**WORK INSTRUCTIONS**. Skip every picture and copy only the lines from the one containing "[ ] locate the dense forest canopy" to the final line of the records below.

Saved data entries
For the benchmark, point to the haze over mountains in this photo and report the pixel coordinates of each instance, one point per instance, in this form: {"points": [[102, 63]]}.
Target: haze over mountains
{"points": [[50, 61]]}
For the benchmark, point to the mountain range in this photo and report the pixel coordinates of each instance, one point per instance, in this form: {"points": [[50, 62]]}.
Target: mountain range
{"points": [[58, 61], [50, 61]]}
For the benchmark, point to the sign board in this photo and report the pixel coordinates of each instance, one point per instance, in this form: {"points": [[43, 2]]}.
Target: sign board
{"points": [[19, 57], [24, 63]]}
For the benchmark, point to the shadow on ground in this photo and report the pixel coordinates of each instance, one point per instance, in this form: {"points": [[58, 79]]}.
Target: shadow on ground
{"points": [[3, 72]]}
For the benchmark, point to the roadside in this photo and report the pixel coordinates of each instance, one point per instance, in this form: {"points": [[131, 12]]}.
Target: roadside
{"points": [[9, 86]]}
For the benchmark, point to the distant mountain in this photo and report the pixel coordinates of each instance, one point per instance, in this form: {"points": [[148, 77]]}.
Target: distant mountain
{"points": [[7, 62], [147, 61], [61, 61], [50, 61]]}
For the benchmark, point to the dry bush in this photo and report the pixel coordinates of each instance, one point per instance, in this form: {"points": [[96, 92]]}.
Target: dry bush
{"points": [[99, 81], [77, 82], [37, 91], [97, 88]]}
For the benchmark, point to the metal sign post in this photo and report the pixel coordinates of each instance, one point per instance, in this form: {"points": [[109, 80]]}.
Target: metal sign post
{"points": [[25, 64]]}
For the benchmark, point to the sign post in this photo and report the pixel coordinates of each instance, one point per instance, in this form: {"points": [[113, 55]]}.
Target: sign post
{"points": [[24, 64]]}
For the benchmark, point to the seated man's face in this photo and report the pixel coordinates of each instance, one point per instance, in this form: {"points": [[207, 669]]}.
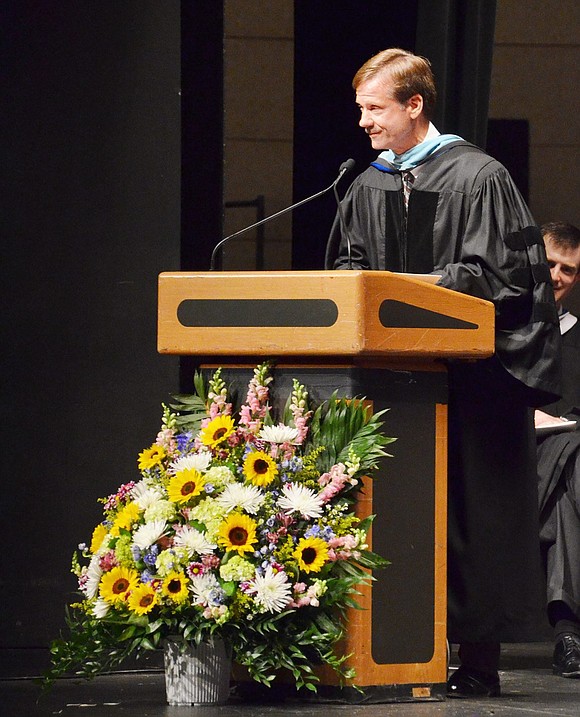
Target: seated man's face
{"points": [[564, 266]]}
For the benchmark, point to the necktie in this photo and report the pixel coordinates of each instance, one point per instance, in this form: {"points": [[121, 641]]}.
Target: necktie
{"points": [[408, 180]]}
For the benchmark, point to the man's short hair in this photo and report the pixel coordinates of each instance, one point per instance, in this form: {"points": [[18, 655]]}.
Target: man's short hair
{"points": [[410, 74], [562, 234]]}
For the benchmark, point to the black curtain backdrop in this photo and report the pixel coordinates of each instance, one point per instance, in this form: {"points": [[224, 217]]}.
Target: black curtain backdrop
{"points": [[202, 142], [456, 36]]}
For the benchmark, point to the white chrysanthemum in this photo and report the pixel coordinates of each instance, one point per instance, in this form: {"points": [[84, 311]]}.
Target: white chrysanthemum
{"points": [[271, 590], [278, 434], [149, 533], [145, 495], [94, 572], [298, 498], [160, 510], [244, 497], [195, 461], [193, 541], [201, 587], [101, 608]]}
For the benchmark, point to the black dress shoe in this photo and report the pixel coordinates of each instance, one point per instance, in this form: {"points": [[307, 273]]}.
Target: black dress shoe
{"points": [[467, 682], [566, 661]]}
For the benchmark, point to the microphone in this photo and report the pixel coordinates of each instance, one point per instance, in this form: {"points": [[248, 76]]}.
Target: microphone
{"points": [[348, 165], [344, 168]]}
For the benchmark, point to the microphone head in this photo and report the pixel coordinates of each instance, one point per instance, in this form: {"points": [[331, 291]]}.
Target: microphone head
{"points": [[347, 166]]}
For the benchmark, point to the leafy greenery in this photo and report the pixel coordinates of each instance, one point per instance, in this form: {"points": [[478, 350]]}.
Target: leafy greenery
{"points": [[304, 497]]}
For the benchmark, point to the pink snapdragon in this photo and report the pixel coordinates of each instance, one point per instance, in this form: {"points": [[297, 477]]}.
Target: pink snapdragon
{"points": [[342, 548], [166, 439], [334, 481]]}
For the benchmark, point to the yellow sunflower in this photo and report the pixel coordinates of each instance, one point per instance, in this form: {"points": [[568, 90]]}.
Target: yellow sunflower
{"points": [[311, 554], [217, 431], [99, 534], [142, 599], [117, 583], [260, 468], [125, 518], [238, 532], [184, 485], [151, 457], [175, 586]]}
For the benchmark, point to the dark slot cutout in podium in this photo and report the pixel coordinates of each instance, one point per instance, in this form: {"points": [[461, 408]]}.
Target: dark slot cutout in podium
{"points": [[386, 337]]}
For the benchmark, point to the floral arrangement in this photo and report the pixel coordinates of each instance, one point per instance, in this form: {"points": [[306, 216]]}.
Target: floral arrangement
{"points": [[242, 529]]}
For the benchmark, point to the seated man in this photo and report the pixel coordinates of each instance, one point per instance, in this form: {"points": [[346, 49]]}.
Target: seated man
{"points": [[559, 462]]}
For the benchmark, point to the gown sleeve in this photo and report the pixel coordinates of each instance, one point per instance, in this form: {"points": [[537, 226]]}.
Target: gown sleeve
{"points": [[502, 259]]}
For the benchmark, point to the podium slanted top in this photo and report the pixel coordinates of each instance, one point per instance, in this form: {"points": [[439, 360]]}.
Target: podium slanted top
{"points": [[349, 314]]}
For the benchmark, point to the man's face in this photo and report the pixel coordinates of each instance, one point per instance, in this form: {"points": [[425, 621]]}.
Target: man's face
{"points": [[388, 123], [564, 266]]}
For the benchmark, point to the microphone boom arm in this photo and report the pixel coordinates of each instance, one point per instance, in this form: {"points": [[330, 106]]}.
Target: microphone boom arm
{"points": [[344, 168]]}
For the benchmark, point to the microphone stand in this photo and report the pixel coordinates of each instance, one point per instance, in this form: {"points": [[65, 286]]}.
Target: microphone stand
{"points": [[344, 168]]}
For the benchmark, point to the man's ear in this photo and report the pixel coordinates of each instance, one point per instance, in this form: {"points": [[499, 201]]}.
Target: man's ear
{"points": [[415, 106]]}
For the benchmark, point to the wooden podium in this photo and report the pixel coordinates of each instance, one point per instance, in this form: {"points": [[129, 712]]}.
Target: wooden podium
{"points": [[386, 337]]}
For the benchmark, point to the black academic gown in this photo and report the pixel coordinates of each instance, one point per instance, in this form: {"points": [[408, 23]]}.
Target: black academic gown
{"points": [[559, 485], [467, 222]]}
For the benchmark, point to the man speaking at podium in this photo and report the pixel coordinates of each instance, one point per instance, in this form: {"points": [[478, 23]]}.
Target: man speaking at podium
{"points": [[433, 203]]}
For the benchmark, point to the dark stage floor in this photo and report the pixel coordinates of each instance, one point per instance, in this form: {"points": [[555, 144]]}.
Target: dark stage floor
{"points": [[529, 688]]}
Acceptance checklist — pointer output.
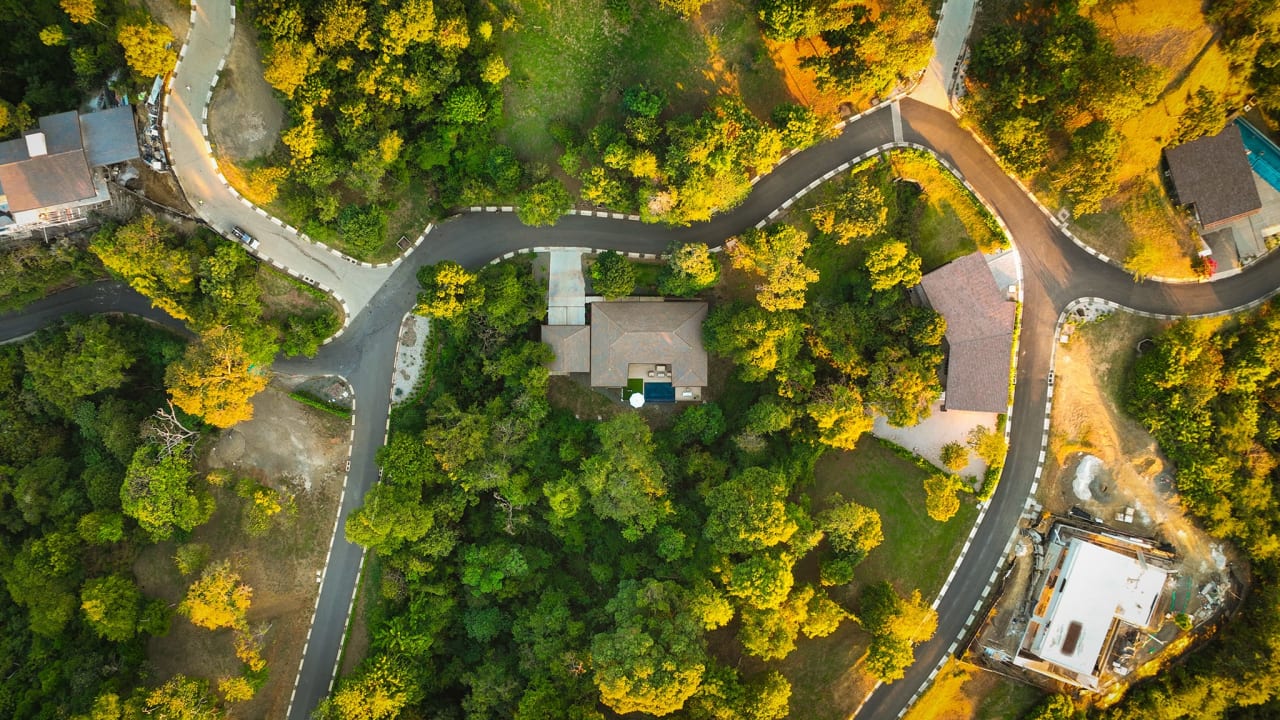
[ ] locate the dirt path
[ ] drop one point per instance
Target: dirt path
(245, 118)
(1088, 420)
(301, 452)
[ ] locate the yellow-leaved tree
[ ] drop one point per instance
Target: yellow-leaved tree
(218, 598)
(777, 255)
(288, 63)
(147, 46)
(215, 378)
(841, 417)
(142, 253)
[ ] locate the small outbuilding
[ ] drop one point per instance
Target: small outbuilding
(979, 336)
(1212, 176)
(53, 173)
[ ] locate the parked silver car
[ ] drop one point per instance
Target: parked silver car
(245, 237)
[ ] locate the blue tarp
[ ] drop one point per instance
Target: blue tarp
(1264, 154)
(659, 392)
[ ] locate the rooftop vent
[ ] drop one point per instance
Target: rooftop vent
(36, 145)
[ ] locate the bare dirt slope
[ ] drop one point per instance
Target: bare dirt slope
(245, 118)
(292, 449)
(1088, 419)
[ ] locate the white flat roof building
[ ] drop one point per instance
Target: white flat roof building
(1088, 589)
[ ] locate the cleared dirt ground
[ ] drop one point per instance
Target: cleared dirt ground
(1087, 418)
(293, 449)
(245, 118)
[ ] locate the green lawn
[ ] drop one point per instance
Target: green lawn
(917, 552)
(1008, 701)
(874, 475)
(570, 63)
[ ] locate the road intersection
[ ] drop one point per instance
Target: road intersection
(1056, 272)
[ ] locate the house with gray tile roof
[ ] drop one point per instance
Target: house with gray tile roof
(979, 335)
(53, 174)
(1214, 177)
(654, 347)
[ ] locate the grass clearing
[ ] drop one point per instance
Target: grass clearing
(877, 477)
(570, 63)
(1139, 220)
(954, 222)
(826, 674)
(1142, 222)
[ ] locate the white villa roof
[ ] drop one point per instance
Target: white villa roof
(1098, 587)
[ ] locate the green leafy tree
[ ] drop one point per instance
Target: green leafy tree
(749, 511)
(112, 606)
(851, 531)
(465, 105)
(903, 387)
(757, 341)
(83, 359)
(988, 445)
(624, 479)
(544, 204)
(653, 659)
(763, 580)
(612, 276)
(892, 264)
(1205, 115)
(777, 255)
(158, 493)
(641, 101)
(144, 255)
(703, 423)
(841, 417)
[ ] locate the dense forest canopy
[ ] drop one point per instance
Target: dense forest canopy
(534, 564)
(73, 400)
(1050, 78)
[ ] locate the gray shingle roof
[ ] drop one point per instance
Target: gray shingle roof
(572, 347)
(62, 132)
(65, 173)
(46, 181)
(1214, 174)
(667, 333)
(979, 333)
(109, 136)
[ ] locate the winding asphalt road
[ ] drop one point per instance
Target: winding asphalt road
(1055, 272)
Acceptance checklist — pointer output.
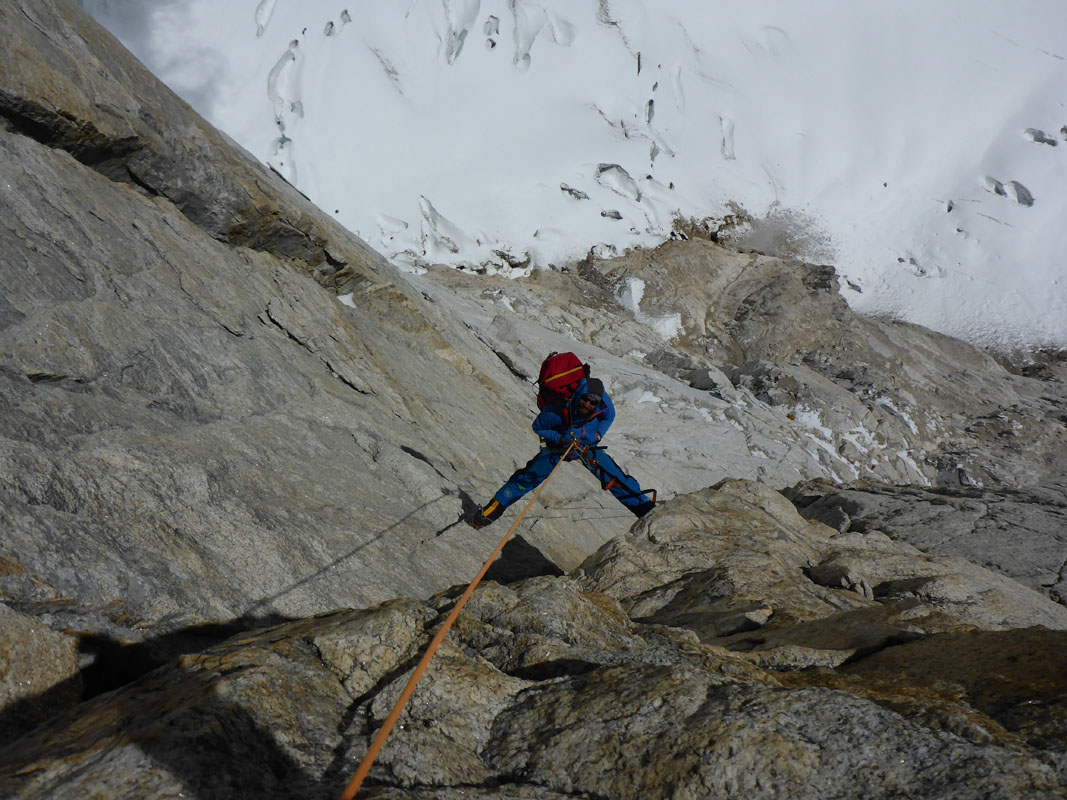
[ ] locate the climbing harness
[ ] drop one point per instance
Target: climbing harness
(587, 454)
(391, 721)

**TASK ANSWER**.
[ ] locate the dense forest canopy
[ ] drop one point per instance
Target: dense forest canopy
(534, 564)
(73, 400)
(1050, 78)
[ ] locate the gray shingle roof
[ ] drop one point per instance
Target: gray shingle roof
(572, 347)
(62, 132)
(65, 173)
(46, 181)
(1214, 174)
(667, 333)
(979, 333)
(109, 136)
[ ] locate the winding asphalt road
[ ] drop one point per instance
Target: winding asphalt road
(1055, 272)
Acceptance checklist — pointer output.
[ ] locate the climbing harness
[ ] drop one point per instance
Target: climbing harness
(587, 454)
(391, 721)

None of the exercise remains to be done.